### WHAT YOU NEED TO DO
a - In the cookie post, reproduce everything from "And one of these" down to "(Shocking, I know.)".
b - In the cookie post, which birthday does the writer imagine celebrating when androids ask about living so long?

### EXCERPTED TEXT
Posted by faraaz Monday, December 22, 2008 0 comments

Tasty Thursday: The Cookie of Life

cookie

See this cookie?  Now, at first glance, you might think it’s an Oreo.  And that’s what it wants you to think, I suppose, because it appears to want to be an Oreo really, really badly.  But take a closer look.  It doesn’t say Oreo, does it?  In the middle where it should say Oreo, it instead has a woman.  A woman, I might add, who looks as if she’s been applying said cookies directly to her hips.  But it can’t be these cookies that gave our fat-bottomed friend her full figure, because you’ll notice that these cookies have “zero trans fats” written right on them.  Or then again, maybe it IS because of these cookies.  I mean, look at her—she looks a little angry standing there with her hands on her ample hips.  Almost as if she’s saying, “Hey, wait a minute!  You tricked me with that zero trans fats thing!  I thought this stuff was diet food!”

Would the person who thought of this please come forward?  Really. Embossing “zero trans-fats” ON the cookie?  ‘Cause, you know whenever I’m eatin’ me a fistful of faux-reos, I’m all about how healthy they are.  In fact, I can often be found examining each cookie individually to see whether or not it is labeled “zero trans-fats.”  You just can’t be too careful these days.  Why, I don’t eat anything unless the marketing people tell me it’s good for me.  Sure, that fat free half & half is probably some sort of homogenated petroleum product, but doggone it, the packaging tells me if I use it I’ll live forever.  And who doesn’t want to do that, right?  I mean, what could be better than subsisting, for-ev-er, on nothing but the fat free fountain of youth?  Cancer?  Bah!  Who’s afraid of cancer?  Heart disease?  It bounces right off.  Why I’ve got a veritable force field of health protection around me, now that I’ve eaten a whole package of trans fat free cookies in one sitting. 

And one of these days, when I’m celebrating my 612th birthday, and the space-age media androids come to ask me how I’ve lived so long, I’ll give credit where credit is due.  “Sandwich cookies,” I’ll say, “and not those over-priced name brand ones, either.  The cheap, imitation Oreos that say ‘no trans fats’ on them, Sonny, that’s the secret to long life.”

I Feel a Song Coming On…

Okay, so now for a little bit of randomness.  (Shocking, I know.)

### EXTRACTED RECORDS
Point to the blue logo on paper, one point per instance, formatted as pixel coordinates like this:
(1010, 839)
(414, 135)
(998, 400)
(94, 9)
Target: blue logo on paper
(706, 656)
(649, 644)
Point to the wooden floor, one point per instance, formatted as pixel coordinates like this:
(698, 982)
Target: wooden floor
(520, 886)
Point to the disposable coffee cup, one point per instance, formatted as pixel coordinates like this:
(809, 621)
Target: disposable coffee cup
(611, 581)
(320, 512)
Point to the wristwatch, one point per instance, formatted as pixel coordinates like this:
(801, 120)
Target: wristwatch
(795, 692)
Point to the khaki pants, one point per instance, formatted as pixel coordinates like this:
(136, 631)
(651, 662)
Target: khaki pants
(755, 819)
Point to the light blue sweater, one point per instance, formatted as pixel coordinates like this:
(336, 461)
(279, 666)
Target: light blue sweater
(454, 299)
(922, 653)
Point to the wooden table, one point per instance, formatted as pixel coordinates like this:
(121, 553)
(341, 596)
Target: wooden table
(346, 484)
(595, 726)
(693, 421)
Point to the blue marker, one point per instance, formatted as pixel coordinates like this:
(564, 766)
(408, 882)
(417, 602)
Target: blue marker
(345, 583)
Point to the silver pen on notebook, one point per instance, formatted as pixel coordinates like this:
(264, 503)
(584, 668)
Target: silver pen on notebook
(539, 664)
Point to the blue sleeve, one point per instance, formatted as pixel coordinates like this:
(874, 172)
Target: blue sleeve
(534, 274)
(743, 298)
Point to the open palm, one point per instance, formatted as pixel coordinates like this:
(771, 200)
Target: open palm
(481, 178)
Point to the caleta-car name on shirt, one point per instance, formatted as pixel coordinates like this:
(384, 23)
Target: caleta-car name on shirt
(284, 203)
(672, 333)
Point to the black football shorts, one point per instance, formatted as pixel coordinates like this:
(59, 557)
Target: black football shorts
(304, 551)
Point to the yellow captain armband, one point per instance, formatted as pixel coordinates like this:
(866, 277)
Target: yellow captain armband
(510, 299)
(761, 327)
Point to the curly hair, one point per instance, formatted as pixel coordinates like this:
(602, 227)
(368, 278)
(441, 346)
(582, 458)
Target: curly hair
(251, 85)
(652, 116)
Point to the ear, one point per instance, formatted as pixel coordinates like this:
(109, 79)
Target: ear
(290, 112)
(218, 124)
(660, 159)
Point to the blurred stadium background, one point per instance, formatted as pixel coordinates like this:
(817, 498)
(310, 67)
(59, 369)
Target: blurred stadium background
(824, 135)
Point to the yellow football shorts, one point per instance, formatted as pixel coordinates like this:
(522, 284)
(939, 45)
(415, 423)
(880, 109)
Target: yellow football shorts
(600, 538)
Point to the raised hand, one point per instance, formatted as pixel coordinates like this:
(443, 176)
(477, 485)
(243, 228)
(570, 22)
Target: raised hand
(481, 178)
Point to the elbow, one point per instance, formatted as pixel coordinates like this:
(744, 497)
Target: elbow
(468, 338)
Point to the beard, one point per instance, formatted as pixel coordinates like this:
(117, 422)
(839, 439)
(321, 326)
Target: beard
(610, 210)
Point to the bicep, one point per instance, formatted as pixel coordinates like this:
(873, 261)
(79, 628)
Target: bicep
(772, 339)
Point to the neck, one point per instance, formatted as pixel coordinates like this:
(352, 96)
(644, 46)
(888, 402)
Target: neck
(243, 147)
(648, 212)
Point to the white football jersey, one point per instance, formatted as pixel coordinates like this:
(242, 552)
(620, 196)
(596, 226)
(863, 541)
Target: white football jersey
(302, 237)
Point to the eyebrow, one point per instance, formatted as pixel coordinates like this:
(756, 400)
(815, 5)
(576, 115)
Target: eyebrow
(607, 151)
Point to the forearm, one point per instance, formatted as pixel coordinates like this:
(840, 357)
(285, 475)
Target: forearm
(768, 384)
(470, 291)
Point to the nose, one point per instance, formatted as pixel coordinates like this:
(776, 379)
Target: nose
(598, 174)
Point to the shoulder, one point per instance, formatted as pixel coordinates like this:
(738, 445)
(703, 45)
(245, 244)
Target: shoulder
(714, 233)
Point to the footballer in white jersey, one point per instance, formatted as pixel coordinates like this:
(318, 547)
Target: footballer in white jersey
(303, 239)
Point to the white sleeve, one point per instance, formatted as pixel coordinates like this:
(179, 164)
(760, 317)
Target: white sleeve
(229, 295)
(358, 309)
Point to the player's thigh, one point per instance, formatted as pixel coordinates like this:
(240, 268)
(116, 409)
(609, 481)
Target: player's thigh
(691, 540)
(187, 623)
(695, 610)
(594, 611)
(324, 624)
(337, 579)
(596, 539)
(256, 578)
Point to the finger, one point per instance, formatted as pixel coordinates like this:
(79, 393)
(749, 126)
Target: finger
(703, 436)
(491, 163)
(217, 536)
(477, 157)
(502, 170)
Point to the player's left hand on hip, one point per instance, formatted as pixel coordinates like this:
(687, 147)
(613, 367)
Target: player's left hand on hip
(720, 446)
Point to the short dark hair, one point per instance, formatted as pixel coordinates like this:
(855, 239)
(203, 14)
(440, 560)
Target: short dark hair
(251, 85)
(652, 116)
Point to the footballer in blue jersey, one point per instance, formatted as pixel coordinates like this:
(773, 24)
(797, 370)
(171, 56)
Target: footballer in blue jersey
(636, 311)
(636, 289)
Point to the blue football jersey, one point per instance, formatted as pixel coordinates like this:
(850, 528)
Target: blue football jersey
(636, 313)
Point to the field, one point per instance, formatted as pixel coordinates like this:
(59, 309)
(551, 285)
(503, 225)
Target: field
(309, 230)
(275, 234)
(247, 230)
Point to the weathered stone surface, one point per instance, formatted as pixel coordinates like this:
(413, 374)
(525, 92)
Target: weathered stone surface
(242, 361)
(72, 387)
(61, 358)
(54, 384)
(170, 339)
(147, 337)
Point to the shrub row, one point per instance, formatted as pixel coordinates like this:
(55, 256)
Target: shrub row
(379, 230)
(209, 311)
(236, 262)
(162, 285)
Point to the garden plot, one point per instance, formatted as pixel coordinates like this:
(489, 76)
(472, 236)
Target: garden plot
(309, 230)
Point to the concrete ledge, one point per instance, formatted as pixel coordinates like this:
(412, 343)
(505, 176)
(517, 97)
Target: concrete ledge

### ANSWER LIST
a -
And one of these days, when I’m celebrating my 612th birthday, and the space-age media androids come to ask me how I’ve lived so long, I’ll give credit where credit is due.  “Sandwich cookies,” I’ll say, “and not those over-priced name brand ones, either.  The cheap, imitation Oreos that say ‘no trans fats’ on them, Sonny, that’s the secret to long life.”

I Feel a Song Coming On…

Okay, so now for a little bit of randomness.  (Shocking, I know.)

b - The 612th birthday.